= Tekstfragment =
********

ECLI:NL:RBDHA:2023:10910
Rechtbank Den Haag
- Eerste aanleg - enkelvoudig
- Rechtspraak.nl
Verzoek om vergoeding van proceskosten in bestuursrechtelijke procedure
In deze zaak heeft de rechtbank Den Haag uitspraak gedaan over het verzoek van de verzoeker, die een vergoeding van zijn proceskosten aanvroeg. De verzoeker, vertegenwoordigd door mr. H.M.A. Breuls, had in oktober 2022 beroep aangetekend omdat de Staatssecretaris van Justitie en Veiligheid niet tijdig had beslist op zijn aanvraag. Na een beslissing van de verweerder op 13 november 2022 trok de verzoeker zijn beroep tegen het niet tijdig nemen van een besluit in, maar verzocht de rechtbank om vergoeding van de gemaakte proceskosten.
De rechtbank heeft in overweging genomen dat het niet nodig was om partijen uit te nodigen voor een zitting, zoals bepaald in artikel 8:54 van de Algemene wet bestuursrecht (Awb). De rechtbank kan op basis van artikel 8:75 en 8:75a van de Awb en het Besluit proceskosten bestuursrecht (Bpb) een partij de proceskosten van de tegenpartij laten betalen. De verweerder heeft aangegeven bereid te zijn om de proceskosten van de verzoeker te vergoeden tot een bedrag van € 379,50.

********

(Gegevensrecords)

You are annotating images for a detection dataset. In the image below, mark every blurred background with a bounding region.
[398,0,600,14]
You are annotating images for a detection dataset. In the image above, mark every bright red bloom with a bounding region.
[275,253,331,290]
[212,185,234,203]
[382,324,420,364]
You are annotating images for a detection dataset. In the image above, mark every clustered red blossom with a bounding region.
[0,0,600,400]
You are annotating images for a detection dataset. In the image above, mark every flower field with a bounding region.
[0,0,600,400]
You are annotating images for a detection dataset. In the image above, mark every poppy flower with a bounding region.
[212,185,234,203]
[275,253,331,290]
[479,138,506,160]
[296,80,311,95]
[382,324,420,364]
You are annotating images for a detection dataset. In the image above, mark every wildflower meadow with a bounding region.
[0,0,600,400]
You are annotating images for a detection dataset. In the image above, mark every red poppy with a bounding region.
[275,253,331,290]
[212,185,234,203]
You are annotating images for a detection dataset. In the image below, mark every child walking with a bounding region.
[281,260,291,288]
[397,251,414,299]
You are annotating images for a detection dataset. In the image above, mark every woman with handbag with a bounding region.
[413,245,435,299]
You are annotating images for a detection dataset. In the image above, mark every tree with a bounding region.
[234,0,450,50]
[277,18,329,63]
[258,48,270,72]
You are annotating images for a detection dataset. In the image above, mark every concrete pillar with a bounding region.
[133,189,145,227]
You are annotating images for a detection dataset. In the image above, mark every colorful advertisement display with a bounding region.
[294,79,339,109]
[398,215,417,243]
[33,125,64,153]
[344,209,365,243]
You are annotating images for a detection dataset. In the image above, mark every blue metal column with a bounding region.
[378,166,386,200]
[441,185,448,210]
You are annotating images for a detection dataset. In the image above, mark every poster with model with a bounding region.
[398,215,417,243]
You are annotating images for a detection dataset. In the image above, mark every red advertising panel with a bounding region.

********

= Opdrachten =
1. Beantwoord deze vragen over de tekst over de proceskosten.
(a) Wie vertegenwoordigde de verzoeker?
(b) Op welke datum nam de verweerder een beslissing?
(c) Tot welk bedrag wil de verweerder de proceskosten vergoeden?
2. Kloppen deze uitspraken volgens de tekst over de proceskosten? Antwoord met ja of nee en citeer de woorden uit de tekst die de doorslag geven.
(a) De verzoeker tekende in oktober 2022 beroep aan.
(b) De rechtbank nodigde de partijen uit voor een zitting.
(c) Na de beslissing van de verweerder trok de verzoeker ook zijn verzoek om vergoeding van de kosten in.
3. Zet de tekst over de proceskosten voort na de laatste zin.
De gegevens komen uit een andere bron dan de tekst.

= Uitkomsten =
1.
(a) Mr. H.M.A. Breuls.
(b) Op 13 november 2022.
(c) Tot € 379,50.

2.
(a) Ja: "had in oktober 2022 beroep aangetekend"
(b) Nee: "het niet nodig was om partijen uit te nodigen voor een zitting"
(c) Nee: "maar verzocht de rechtbank om vergoeding van de gemaakte proceskosten"

3.
Echter, omdat de verweerder pas na het indienen van het beroep een beslissing heeft genomen, heeft de rechtbank geoordeeld dat de verzoeker recht heeft op een vergoeding van de proceskosten. De rechtbank heeft de kosten vastgesteld op € 418,50, gebaseerd op het Bpb zoals dat geldt in 2023, en heeft de verweerder veroordeeld tot betaling van dit bedrag. De rechtbank heeft de wegingsfactor 'licht' toegepast, aangezien het beroep enkel betrekking had op het niet tijdig nemen van een besluit. De uitspraak is gedaan door mr. A. Skerka en is op 26 mei 2023 openbaar gemaakt.